-- Directions --
**1.** According to the court extract, which section of the Supreme Court Act 1970 (NSW) reflects the Court's inherent power?
**2.** Print the court extract from "(2)Rule 36.16(3) is" up to and including "on any claim for relief.".
**3.** Proceed with the court extract on varying order 3 from the point where it stops.

-- Source extract --
+++

Variation of Order 3 in the Short Minutes of 8 March 2011
9Mr Sneddon put the application for variation of order 3 on four bases:
(1)In reliance on part 36.16(3) of the Uniform Civil Procedure Rules 2005 (NSW) ("UCPR") which relevantly states:
(3) In addition to its powers under subrules (1) and (2), the court may set aside or vary any judgment or order except so far as it:
(a) determines any claim for relief, or determines any question (whether of fact or law or both) arising on any claim for relief, or
(b) dismisses proceedings, or dismisses proceedings so far as concerns the whole or any part of any claim for relief.
(2)In reliance on the "liberty to apply" provision in the orders made on 8 March 2011.
(3)In reliance on the inherent power of the Court as reflected in s 23 of the Supreme Court Act 1970 (NSW) which provides:
The Court shall have all jurisdiction which may be necessary for the administration of justice in New South Wales.
(4)The slip rule (see part 36.17 of the UCPR).
10In relation to part 36.16(3) Mr Sneddon contended that:
(1)Rule 36.16(3) permits the Court to vary any judgment tor order provided that it does not fall into the category of (3)(a) or (b).
(2)Rule 36.16(3) is not restricted by a time for application as is rule 36.16(1) (see (3A) and as is (3B).
(3)That the order in respect of which variation is sought does not determine the claim for relief or determine any question arising on any claim for relief.
11In relation to the "liberty to apply" provision, Mr Sneddon relies on what was said by Campbell JA (with whom Tobias JA agreed) in Australian Hardboards Ltd v Hudson Investment Group (2007) 70 NSWLR 201 at [50] that:
[50] When final relief has been granted in a suit, an order granting liberty to apply enables further orders to be made which are necessary for the purpose of implementing and giving effect to the principal relief already pronounced or, as it is sometimes called, "working out the order": Poisson and Woods v Robertson and Turvey (1902) 50 WR 260 at 261; Cristel v Cristel [1951] 2 KB 725 at 729 and 730; Nicholson v Nicholson [1974] 2 NSWLR 59 at 63; Hurstville City Council v Renaldo Plus3 Pty Ltd [2006] NSWCA 248at [97]. The manner of invoking liberty to apply is by a substantive motion on notice: Clark Equipment Credit of Australia Ltd v Como Factors Pty Ltd (1988) 14 NSWLR 552 at 559; Kraft v Kupferwasser(1991) 23 NSWLR 236 at 244.
...
[58] There is no difficulty about exercising a liberty to apply for the purpose of dealing with facts that have arisen only since the original order was made. Mahoney JA, in Wentworth v Woollahra Municipal Council (unreported, NSWCA, 31 March 1983) at 5 expressly so recognised, saying:
In some cases, orders have been made which alter the effect of an existing order because of facts which were not before the court which made the original order. It may be that such a supplemental order can be made because of facts which had occurred before the making of the original order but were not brought to the court's attention: see in Re Scowby; Scowby v Scowby [1897] 1 Ch 741. It has been held that supplemental orders can be made because of facts occurring after the making of the original order: Bailey v Marinoff 125 CLR at p 540, per Gibbs J; see also Ford-Hunt v Raghbir Singh(1973) 1 WLR 738; Northern Counties Securities Ltd v Jackson & Steeple Ltd (1974) 1 WLR 1133 at 1138; cf Easton v Brown (1981) 3 All ER 278 at 284(e). This jurisdiction has been long recognised in the practice books: Seton on Judgments and Orders (1912) p 126, 816; Daniell's Chancery Practice (8th edition) p 710, 1139. See also the Annual Practice (1982), Notes to Order 20, r 11/5; Halsbury's Laws of England 4th Edition, Volume 37, par 329(n). There has been no finally authoritative examination of the nature of the supplemental orders which can be made.

+++

Image object location entries
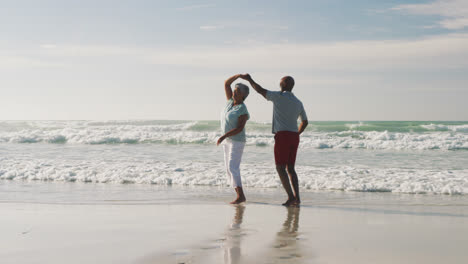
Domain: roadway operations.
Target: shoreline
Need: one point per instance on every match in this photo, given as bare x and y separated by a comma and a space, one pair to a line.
131, 224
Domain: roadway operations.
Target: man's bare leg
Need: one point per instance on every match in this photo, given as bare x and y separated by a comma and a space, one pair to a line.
240, 196
295, 183
281, 169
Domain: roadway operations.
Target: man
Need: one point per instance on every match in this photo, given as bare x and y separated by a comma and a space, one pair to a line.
286, 110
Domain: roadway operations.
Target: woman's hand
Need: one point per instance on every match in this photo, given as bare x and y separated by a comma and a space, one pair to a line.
220, 140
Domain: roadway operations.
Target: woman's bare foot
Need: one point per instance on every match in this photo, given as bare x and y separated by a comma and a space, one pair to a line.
238, 200
296, 203
288, 202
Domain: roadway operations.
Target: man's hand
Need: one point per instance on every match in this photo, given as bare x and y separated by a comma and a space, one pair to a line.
246, 77
220, 140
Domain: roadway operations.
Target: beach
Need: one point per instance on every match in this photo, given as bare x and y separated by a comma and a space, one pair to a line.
111, 223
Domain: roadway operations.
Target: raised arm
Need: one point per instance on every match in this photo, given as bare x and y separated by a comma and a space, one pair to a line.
240, 125
303, 125
227, 85
254, 85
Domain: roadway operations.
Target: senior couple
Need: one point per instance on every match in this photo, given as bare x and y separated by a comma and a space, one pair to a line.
286, 111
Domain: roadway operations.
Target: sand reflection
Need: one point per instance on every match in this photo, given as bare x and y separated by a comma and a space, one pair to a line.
287, 248
232, 249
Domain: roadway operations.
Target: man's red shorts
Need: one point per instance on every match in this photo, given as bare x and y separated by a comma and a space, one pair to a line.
286, 144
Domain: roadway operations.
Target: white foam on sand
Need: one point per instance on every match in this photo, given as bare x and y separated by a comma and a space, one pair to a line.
258, 175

+++

-- Task answers --
**1.** Section 23.

**2.**
(2)Rule 36.16(3) is not restricted by a time for application as is rule 36.16(1) (see (3A) and as is (3B).
(3)That the order in respect of which variation is sought does not determine the claim for relief or determine any question arising on any claim for relief.

**3.**
[59] One example is that it is possible for an order for specific performance to be discharged by the court, by reason of events occurring after the order was made: JAG Investment Pty Ltd v Strati [1981] 2 NSWLR 600 at 603-604 per Hope JA. Melliday v McMahon (para [57] above) provides another example of the principle that events after the original order can be the subject of an application made on liberty to apply. In accordance with that principle, in a situation where it had been declared that a particular mortgage document ought be rectified to include land other than that stated on its face, and there had been an order for a particular conveyancing procedure to be carried out to enable the mortgagee to obtain rights in accordance with the mortgage as rectified, and it then eventuated that that conveyancing procedure was not able to be carried out, it was held to be within the scope of liberty to apply for the court to order a different means by which the mortgagee can obtain rights in accordance with the mortgage as rectified: Kyabram Property Investments Pty Ltd v Murray [2006] NSWSC 54. In the extracts from Riltang and Fylas quoted at [53] and [54] above, the various types of remedy that White J and McPherson SPJ listed as being obtainable under liberty to apply would frequently involve, in a way crucial to the availability of the remedy, proof of facts that had arisen since the making of the original order.
12Mr Sneddon submitted that in this case what has occurred is that Mr Ajaka and Fishy Bite have failed to comply with the orders made and that their failure to comply is a fact occurring after the date of the order and is analogous to the failure of a defendant to comply with an order for specific performance.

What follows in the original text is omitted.